- _Seçilmiş Bölüm_:
•••

Bu ülkenin milliyetçi muhafazakarları, Ahmet Hamdi Tanpınar'ı lafta sahiplenir de, işin aslı pek bilmez ve okumazlar. Şayet okusalardı, Ahmet Hamdi'de onlar için büyük dersler olduğunu görür, bir medeniyet iddiası ile ortaya çıkıp ırkçı linç güruhlarından başka bir şey üretemeyen karanlığı biraz sorgularlardı. Bugün sokaklarda terör estiren, masum yurttaşlara, işyerlerine saldıran vandal linç güruhlarının büyük çoğunluğunun milliyetçi muhafazakar geleneğin içinden çıktığı herkesin malumu.

Bu utanç verici faşizm iklimi, Tanpınar'ın bir diktatörün düşüşü ardından kaleme aldığı meşhur makalesini hatırlattı. Bu önemli makalede Tanpınar, diktatörü ve bir diktatörün bazı özelliklerini öyle iyi resmediyor ki, anlattığı kişinin yerine bir başka diktatörü koyunca dahi yazı anlamını, açıklayacılığını koruyor. Aşağıda, Tanpınar'ın yazdıklarını, diktatörün ismi çıkarılmış biçimde bulacaksınız. Diktatörün yerine başka bir diktatörün ismini koyunca, yazının hala ne kadar anlamlı olduğunu göreceksiniz. Söz Tanpınar'ın (Yaşadığım Gibi, Dergâh Yayınları, Aralık 2000, Üçüncü baskı):

“Modern diktatörlerin büyük vasfı hâdiselerin peşinde gitmeleridir. …....... de öyle yaptı. En kolay tarafı, herkesin gittiği yolu tercih etti. Bir Avrupa birliğinin, bir Akdeniz federasyonunun sağlam bir uzvu olacak bir ….......'yı kuracağı yerde eski ….......'yı diriltmek istedi. ….......'in harmanisi, ….......'in tacı onu günün hakikatlerinden öbür tarafa çekti. Realiteyi bir opera dekoruna feda etti. Muztarip milletlere el uzatacağı yerde onları bir sansar gibi boğmağı tercih etti.
 
Bir insan sansar olabilirdi. Fakat dünya tavuk kümesi olmağa razı olamazdı. …....... küçük bir hesap meselesinde aldandı.

Fakat o, her şeyde aldandı. Evvelâ dünyayı hesab ederken aldandı, sonra kendi şahsında, kuvvetlerini hesapta aldandı. İyi bakılırsa onun hayatı kadar tamamlanmamış hayat pek azdır. Bir halk adamı olarak işe başladı. Fakat bir zümre adamı olarak iş başına geçti. ….......'ya hizmet etmek istedi. Fakat millet adamı olmak şöyle dursun, sadece bir "condottiere" olarak …....... ordusunda ücretli askerlikle talimini tamamladı. Büyütmek istediği ….......'yı ikiye ayırdı.” (Sayfa 72)

•••

Tanpınar üzerine yazılmış bu seçilmiş bölüme göre, diktatörü anlatan alıntı hangi kitabın kaçıncı sayfasından alınmıştır?

- _Veri Bloğu_:
•••

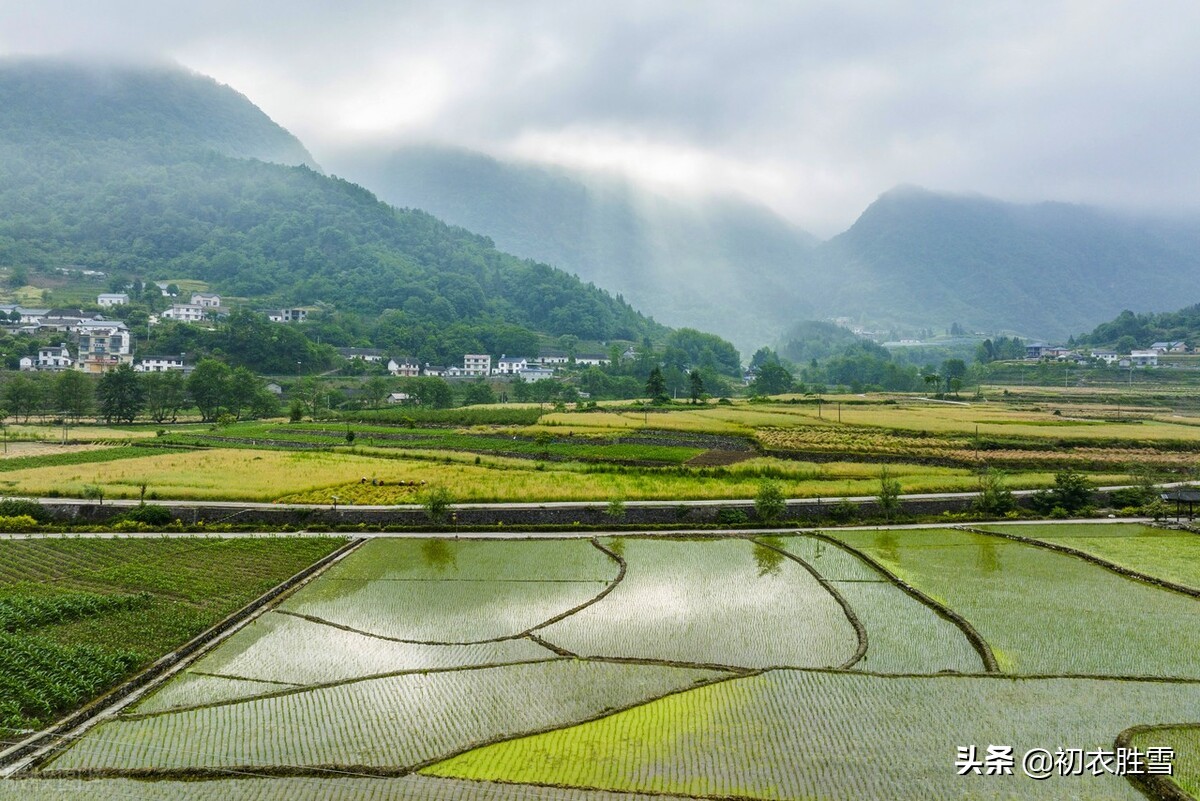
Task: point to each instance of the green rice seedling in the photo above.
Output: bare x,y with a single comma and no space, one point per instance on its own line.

•••

- _Görevin Cevabı_:
Alıntı, Tanpınar'ın Yaşadığım Gibi adlı kitabının (Dergâh Yayınları, Aralık 2000, üçüncü baskı) 72. sayfasından alınmıştır.